++++ Data lines

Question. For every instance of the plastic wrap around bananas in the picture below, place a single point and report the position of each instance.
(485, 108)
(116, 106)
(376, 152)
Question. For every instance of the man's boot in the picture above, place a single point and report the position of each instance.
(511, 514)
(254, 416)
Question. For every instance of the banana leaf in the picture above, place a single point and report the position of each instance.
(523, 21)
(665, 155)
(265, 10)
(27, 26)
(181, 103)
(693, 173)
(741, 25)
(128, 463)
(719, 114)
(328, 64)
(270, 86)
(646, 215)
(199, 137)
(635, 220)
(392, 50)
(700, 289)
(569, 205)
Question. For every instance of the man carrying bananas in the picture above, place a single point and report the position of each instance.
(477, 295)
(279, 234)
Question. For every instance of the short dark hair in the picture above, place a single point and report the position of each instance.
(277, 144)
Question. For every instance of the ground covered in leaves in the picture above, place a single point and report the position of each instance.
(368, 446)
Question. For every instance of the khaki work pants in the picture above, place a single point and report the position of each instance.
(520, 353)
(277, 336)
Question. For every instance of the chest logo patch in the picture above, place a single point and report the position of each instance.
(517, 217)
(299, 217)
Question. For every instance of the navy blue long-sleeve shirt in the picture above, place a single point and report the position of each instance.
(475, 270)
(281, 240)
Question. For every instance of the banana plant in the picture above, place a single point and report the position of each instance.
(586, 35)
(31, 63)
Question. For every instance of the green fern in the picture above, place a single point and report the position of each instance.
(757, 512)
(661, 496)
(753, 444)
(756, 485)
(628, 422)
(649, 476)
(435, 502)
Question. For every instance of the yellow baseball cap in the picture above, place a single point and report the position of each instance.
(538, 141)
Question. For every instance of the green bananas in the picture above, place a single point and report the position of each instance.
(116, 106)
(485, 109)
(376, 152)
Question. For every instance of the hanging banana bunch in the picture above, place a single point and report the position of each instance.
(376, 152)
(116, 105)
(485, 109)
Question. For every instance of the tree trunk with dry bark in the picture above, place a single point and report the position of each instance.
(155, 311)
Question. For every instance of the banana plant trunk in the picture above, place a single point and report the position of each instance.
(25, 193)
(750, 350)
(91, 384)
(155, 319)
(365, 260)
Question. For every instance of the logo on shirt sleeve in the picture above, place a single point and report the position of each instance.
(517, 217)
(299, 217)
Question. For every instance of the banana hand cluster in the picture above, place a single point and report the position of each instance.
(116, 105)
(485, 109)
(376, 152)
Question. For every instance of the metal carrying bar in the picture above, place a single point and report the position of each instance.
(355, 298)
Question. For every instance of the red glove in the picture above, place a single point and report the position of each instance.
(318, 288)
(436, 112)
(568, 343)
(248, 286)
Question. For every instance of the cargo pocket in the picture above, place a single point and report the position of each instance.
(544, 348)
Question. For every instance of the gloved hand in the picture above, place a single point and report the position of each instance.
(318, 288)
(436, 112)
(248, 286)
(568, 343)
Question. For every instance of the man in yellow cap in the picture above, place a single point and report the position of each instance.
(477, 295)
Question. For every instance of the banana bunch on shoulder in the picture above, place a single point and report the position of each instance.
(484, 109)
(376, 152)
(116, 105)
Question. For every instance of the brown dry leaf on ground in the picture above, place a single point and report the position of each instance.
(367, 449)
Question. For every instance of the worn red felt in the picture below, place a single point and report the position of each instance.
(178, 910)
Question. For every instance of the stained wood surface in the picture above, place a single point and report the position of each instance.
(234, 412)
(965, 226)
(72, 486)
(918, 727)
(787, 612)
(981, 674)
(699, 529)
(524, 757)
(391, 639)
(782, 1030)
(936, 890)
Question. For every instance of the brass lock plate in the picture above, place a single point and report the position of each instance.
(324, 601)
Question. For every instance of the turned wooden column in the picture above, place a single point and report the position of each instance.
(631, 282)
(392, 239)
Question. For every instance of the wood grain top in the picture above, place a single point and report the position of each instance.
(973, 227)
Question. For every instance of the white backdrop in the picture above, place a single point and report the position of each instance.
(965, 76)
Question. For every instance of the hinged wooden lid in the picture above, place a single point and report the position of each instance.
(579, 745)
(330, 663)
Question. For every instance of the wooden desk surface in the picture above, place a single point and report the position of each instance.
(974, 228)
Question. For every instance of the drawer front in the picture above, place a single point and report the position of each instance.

++++++++

▶ Exercise aim: Copy the lines of the records from the one containing "Question. For every instance of the hinged" through the end of the records, keeping each line word for word.

▶ Reply:
Question. For every instance of the hinged wooden lid in the picture above, place a single point and report the position of each instance.
(579, 745)
(330, 663)
Question. For every instance of the wooden desk surface in the picture above, place a single point and report the position of each instance.
(974, 228)
Question. For every instance of the drawer front in the picture above, place a single point and report the position of each instance.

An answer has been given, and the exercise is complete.